## The problem
Which lines below hold the word "ground"? Report each one.

## Source data
######
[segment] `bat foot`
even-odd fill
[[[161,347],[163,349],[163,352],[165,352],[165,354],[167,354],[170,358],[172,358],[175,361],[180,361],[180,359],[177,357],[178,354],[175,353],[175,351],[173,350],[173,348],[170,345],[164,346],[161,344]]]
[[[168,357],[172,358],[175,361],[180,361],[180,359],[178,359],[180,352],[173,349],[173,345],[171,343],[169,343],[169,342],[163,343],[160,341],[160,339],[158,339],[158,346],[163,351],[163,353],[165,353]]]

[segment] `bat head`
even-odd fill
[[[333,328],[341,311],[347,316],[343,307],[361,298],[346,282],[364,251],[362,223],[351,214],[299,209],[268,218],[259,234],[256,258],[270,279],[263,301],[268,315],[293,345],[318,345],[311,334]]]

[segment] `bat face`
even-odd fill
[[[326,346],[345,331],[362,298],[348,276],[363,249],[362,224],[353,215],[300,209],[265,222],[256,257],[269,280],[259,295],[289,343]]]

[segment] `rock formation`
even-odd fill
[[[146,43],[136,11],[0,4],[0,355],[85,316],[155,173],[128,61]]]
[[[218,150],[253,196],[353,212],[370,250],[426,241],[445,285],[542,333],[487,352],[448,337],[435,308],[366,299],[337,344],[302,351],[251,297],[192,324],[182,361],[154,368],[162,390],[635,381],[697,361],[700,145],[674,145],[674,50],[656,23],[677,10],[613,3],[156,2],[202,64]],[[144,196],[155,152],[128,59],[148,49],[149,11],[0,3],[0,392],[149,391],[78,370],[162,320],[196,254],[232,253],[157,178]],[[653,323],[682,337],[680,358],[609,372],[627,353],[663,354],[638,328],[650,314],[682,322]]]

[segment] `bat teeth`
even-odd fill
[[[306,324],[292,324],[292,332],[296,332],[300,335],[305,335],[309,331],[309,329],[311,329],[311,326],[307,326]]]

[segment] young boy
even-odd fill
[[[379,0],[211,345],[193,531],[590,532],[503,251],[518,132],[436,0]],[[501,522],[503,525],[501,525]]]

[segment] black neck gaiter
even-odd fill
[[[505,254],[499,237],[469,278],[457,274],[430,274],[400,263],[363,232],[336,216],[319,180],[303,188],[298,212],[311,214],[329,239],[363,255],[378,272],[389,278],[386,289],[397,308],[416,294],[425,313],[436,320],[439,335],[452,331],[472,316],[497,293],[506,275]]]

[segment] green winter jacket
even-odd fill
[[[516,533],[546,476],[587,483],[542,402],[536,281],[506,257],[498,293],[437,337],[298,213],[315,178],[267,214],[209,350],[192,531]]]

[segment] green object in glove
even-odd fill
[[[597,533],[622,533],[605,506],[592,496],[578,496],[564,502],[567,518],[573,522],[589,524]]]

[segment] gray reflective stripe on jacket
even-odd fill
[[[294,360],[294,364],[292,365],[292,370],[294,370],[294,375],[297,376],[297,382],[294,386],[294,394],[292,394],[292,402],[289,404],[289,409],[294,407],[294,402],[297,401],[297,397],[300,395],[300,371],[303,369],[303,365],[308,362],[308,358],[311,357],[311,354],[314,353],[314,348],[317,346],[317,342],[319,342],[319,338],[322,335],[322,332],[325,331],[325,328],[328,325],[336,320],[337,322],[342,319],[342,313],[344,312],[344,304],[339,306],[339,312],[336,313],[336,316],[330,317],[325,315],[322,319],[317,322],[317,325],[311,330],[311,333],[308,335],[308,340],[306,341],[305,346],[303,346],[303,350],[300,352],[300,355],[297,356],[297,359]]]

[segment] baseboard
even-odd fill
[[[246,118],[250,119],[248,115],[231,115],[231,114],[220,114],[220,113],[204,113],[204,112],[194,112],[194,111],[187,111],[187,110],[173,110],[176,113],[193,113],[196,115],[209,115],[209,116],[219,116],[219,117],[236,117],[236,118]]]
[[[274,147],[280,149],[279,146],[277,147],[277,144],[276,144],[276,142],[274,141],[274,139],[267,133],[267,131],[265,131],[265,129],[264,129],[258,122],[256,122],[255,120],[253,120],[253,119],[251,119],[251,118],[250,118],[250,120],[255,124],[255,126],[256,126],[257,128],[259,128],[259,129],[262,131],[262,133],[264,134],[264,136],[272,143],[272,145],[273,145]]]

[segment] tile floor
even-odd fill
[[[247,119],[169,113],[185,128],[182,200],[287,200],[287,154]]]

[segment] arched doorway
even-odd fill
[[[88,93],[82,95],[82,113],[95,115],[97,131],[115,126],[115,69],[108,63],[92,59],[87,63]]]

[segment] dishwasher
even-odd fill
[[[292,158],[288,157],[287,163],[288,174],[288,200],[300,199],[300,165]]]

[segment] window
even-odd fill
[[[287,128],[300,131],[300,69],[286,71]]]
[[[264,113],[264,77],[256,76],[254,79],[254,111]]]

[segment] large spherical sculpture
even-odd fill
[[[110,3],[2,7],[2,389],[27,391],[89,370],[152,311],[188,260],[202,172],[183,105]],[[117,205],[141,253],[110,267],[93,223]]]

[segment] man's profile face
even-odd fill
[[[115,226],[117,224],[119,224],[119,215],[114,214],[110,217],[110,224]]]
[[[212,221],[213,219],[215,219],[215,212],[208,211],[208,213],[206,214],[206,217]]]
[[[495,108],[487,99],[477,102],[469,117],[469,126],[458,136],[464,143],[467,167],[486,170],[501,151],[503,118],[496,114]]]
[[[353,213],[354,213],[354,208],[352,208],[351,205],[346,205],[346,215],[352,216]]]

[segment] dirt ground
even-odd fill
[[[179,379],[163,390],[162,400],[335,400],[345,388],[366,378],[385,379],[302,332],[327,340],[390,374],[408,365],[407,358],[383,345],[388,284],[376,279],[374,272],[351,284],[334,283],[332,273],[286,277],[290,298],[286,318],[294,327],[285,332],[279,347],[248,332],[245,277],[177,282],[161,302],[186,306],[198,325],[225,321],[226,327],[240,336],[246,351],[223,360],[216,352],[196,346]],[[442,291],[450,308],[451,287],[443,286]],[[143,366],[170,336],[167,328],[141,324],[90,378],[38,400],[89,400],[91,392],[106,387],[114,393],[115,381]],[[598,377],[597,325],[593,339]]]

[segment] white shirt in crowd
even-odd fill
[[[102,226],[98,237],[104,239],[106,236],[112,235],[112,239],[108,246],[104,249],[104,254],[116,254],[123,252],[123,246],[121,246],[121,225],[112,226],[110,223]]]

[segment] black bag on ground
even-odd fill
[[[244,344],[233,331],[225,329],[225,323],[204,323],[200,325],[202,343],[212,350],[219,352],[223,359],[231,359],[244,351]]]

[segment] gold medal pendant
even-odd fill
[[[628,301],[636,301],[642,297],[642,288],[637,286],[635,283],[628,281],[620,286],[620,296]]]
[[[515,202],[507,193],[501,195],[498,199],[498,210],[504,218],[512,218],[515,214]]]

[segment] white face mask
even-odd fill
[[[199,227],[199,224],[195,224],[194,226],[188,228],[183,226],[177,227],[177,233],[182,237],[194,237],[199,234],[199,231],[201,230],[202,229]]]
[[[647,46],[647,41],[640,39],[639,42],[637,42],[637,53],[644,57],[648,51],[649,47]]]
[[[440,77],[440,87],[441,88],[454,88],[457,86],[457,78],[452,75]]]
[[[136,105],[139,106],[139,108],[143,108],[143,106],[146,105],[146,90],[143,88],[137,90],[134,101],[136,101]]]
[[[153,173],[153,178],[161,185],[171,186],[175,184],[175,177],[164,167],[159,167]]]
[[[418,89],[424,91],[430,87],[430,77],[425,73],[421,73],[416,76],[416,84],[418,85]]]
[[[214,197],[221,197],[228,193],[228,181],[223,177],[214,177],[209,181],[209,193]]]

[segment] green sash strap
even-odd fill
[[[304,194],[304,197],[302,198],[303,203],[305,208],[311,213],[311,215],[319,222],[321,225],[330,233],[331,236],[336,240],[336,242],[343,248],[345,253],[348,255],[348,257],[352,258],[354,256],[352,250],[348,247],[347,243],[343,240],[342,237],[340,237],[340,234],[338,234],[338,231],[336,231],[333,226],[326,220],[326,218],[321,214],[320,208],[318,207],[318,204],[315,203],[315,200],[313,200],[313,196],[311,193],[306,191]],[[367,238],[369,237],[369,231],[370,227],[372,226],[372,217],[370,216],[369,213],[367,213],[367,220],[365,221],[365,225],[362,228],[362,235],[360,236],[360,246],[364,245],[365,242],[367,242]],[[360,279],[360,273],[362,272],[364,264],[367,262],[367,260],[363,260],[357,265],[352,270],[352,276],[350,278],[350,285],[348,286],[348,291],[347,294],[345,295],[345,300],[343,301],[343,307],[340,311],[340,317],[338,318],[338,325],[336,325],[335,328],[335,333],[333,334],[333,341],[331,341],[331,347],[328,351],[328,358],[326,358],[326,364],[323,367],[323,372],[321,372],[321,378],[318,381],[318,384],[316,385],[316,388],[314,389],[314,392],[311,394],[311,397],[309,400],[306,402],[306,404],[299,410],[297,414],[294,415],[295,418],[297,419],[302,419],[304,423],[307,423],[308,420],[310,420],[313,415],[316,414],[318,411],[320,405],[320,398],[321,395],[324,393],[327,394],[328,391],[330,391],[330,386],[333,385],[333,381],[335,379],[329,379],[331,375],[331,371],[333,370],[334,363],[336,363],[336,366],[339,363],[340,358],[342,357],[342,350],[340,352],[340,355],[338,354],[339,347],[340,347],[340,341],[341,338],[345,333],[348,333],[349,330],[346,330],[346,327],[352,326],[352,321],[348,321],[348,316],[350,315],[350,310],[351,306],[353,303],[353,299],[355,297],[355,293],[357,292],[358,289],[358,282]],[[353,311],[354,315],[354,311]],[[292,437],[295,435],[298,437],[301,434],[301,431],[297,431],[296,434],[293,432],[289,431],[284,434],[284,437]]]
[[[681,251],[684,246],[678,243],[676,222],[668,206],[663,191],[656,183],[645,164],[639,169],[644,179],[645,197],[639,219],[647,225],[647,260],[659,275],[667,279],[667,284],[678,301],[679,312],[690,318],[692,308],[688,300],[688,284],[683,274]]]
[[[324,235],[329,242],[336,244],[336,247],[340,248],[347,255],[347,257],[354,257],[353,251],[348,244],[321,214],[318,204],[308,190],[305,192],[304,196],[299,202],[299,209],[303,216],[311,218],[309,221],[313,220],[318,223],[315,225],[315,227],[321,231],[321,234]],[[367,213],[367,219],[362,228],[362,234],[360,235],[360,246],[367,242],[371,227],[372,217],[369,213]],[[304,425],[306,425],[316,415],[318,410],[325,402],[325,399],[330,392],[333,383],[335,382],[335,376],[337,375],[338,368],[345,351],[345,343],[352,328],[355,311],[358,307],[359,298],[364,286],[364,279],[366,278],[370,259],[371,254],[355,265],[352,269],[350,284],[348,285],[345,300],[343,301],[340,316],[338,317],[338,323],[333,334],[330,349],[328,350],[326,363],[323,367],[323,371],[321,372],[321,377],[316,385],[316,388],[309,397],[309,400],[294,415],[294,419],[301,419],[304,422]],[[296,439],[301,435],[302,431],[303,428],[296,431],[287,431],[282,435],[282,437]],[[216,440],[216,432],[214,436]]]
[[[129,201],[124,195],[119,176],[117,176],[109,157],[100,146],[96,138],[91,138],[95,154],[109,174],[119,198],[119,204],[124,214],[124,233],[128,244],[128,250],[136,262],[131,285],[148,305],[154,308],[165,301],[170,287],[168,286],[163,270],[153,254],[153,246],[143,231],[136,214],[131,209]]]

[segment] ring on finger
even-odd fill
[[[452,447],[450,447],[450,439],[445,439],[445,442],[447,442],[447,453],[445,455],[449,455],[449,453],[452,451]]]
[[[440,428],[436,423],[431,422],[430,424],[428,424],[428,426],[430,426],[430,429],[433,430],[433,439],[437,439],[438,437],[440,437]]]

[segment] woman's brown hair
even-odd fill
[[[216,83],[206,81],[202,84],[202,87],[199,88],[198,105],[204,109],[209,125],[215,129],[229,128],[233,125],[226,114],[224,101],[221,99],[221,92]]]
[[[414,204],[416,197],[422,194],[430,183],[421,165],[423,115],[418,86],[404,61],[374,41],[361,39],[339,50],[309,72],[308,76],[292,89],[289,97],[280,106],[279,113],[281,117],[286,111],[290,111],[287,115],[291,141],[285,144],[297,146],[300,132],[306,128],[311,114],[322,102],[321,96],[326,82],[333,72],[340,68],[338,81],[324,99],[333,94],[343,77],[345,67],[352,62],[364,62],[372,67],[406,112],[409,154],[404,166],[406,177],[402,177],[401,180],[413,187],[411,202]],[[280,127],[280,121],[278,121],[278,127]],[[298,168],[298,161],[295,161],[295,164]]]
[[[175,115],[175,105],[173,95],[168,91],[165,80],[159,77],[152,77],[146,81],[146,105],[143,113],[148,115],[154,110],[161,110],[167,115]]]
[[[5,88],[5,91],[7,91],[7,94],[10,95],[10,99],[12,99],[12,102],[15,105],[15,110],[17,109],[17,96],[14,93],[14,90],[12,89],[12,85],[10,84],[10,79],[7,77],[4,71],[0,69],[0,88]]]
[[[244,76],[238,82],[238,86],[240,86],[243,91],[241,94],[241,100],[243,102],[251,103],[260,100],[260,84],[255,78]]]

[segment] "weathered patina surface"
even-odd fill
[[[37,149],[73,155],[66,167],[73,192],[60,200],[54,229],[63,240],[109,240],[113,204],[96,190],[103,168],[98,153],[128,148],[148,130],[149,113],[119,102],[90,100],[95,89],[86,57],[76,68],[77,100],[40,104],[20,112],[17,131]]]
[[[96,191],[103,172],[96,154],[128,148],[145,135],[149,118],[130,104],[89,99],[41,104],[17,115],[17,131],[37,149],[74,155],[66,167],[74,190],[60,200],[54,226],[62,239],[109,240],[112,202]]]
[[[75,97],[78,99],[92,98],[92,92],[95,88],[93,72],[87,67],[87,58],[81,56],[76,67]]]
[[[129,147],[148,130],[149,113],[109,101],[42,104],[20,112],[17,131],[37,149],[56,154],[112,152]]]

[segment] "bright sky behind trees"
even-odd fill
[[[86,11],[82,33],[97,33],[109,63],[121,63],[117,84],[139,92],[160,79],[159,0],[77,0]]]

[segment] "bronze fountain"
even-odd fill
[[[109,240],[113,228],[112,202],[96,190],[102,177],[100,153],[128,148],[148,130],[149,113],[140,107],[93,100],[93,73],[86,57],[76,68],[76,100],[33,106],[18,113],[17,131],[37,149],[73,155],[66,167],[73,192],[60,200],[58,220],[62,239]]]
######
## Finished task
[segment] dirt ground
[segment] black bag on ground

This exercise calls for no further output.